Cylindrical shells to find volume.

[Beamsbox]

Homework Statement

Funky, all the surrounding exercises are quite easy, so I assume this is too... my brain's just not catching it...

Use cylindrical shells to find the volume of the shape formed by rotating the following around the y-axis.

The (x,y) graph before rotation: use the area enclosed by the y-axis, y=x, and y=(4-x²)^1/2.

The final shape resembles a top, like a spinny gyro-like top. ;)

Homework Equations

V = (the integral) from [a:b], [2(pi)(x)(f(x)-g(x))] dx

(damn that's easier to see written out...)

The Attempt at a Solution

Okay, I'm sure I have the correct function to start with:

V = (the integral) from [0:2^1/2], [2(pi)(x)(4-x²)^1/2 - x] dx


(This sq. root is what's screwing me up! along with the fact that you have to distribute the x into it before integrating...)

I've tried to work through it multiple ways, here's one:

Distribute the X because I don't know any product rules at the moment.

V = 2(pi)(the integral) from [0:2^1/2], [[(x)(4-x²)^1/2] - x²] dx

(4-x² = (2-x)(2+x)) so,

V = 2(pi)(the integral) from [0:2^1/2], [[(x)((2-x)(2+x))^1/2] - x²] dx

... basically lost either way... no reason to continue...

Anyone see the simple way that I'm not?

Thx.
○ ○ ○
[TASK REQUIREMENTS]:
1. For the forum thread about finding a volume with cylindrical shells, decide whether each statement agrees with it. Answer yes or no for each, and quote the thread's deciding words.
(a) The poster finds the nearby exercises difficult.
(b) The area is rotated around the y-axis.
(c) The poster distributes the x because they don't know any product rules yet.
2. Continue the forum thread about finding a volume with cylindrical shells, starting right after its last line.
The entries that come after this have no connection to the text above.

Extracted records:
○ ○ ○
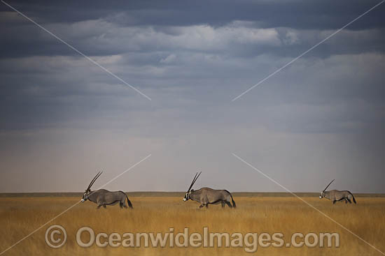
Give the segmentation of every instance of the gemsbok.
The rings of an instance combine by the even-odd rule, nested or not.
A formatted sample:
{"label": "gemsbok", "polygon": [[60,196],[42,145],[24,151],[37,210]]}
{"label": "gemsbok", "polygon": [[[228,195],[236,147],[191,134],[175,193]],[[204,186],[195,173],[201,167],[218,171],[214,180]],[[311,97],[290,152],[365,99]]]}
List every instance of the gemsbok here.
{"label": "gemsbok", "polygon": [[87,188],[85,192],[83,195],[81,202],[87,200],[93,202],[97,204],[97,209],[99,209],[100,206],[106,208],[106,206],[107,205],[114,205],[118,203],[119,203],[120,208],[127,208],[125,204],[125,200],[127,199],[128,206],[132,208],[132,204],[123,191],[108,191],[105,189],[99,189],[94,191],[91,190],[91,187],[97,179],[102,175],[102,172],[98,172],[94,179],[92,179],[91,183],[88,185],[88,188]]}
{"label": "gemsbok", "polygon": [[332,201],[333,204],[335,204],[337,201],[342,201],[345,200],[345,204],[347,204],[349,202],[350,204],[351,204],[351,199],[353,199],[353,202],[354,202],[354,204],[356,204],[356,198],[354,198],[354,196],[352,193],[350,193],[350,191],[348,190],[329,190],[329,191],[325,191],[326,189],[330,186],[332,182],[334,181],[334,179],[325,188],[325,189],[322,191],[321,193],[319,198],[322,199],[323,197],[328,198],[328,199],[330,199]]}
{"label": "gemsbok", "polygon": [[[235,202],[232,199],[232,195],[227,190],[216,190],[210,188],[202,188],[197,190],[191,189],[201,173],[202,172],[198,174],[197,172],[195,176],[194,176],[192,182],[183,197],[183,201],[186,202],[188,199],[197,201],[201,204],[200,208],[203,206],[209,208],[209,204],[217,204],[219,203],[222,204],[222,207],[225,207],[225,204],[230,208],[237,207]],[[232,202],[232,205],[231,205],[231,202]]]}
○ ○ ○
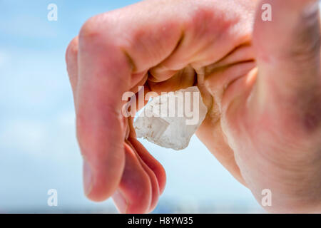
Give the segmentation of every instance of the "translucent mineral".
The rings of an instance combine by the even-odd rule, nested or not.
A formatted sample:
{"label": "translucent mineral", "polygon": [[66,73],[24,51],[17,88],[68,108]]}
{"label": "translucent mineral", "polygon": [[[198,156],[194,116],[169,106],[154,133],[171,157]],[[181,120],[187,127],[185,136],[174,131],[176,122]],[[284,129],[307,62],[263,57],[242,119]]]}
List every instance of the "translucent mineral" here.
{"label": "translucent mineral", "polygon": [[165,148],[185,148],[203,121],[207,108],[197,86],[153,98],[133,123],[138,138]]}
○ ○ ○
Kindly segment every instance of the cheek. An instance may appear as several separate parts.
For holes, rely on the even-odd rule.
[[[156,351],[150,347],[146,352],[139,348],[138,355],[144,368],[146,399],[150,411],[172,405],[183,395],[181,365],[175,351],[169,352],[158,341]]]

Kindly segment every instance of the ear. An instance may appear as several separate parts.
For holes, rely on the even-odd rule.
○ ○ ○
[SET OF ANSWERS]:
1.
(a) No: "all the surrounding exercises are quite easy"
(b) Yes: "rotating the following around the y-axis"
(c) Yes: "Distribute the X because I don't know any product rules at the moment."

2.
B~

 

[LCKurtz]

Use a u-substitution: let u = 4 - x² in the first term of your integral.

 

[Beamsbox]

I've tried that... and it eventually seems to make things worse (when you get around to distributing the x, converted to a 'u' term, into the new radical...), please see my third attachment for my attempt at trying to make that work.

I've atached three different attempts, sorry if they're difficult to read/see... could you please point out where I'm going wrong?

Attempt #1

Attempt #2

Attempt #3

 

[LCKurtz]

For an integral like

\int x\sqrt{4-x^2}\, dx

Let u = 4-x², du = -2x dx

and you get

-\frac 1 2 \int u^{\frac 1 2}\,du

You don't need a u-substitution on the other term in that integral.

 

[Beamsbox]

Thanks much... I remember doing 'different' u-substitutions like that... almost a decade ago... I think I can go from there.

Once more, thanks for your help!